# START OF PROVIDED RECORDS

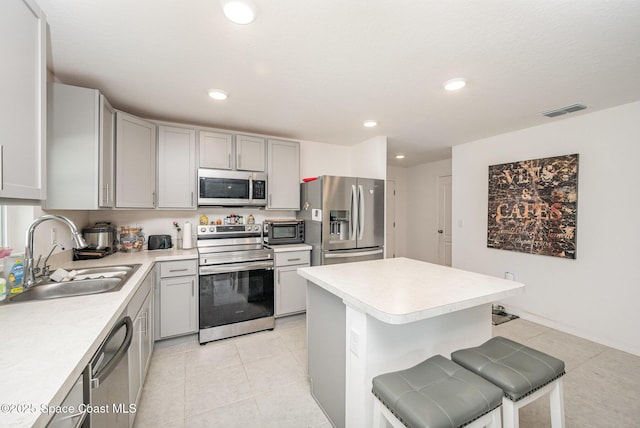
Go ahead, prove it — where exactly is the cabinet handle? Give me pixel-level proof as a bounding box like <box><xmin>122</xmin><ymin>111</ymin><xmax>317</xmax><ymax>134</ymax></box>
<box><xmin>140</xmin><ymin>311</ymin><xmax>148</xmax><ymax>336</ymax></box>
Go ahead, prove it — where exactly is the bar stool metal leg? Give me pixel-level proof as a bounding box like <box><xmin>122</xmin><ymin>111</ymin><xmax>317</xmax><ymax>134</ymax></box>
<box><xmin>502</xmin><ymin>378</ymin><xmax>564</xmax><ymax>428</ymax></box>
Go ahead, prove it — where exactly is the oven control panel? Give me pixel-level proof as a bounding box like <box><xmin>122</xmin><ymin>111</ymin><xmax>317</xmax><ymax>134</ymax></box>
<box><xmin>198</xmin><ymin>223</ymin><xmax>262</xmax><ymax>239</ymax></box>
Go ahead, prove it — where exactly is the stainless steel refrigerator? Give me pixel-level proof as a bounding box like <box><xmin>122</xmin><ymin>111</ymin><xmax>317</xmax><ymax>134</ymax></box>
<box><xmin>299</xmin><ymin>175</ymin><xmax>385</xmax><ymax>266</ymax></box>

# END OF PROVIDED RECORDS

Print exactly the lines from the one with "Go ahead, prove it — where exactly is the oven" through the end of the data, inclusive.

§ **FINAL RESULT**:
Go ahead, prove it — where exactly is the oven control panel? Give me pixel-level proof as a bounding box like <box><xmin>122</xmin><ymin>111</ymin><xmax>317</xmax><ymax>134</ymax></box>
<box><xmin>198</xmin><ymin>223</ymin><xmax>262</xmax><ymax>239</ymax></box>
Go ahead, prove it — where exactly is the stainless steel refrigerator? Give me pixel-level proof as a bounding box like <box><xmin>122</xmin><ymin>111</ymin><xmax>317</xmax><ymax>134</ymax></box>
<box><xmin>299</xmin><ymin>175</ymin><xmax>385</xmax><ymax>266</ymax></box>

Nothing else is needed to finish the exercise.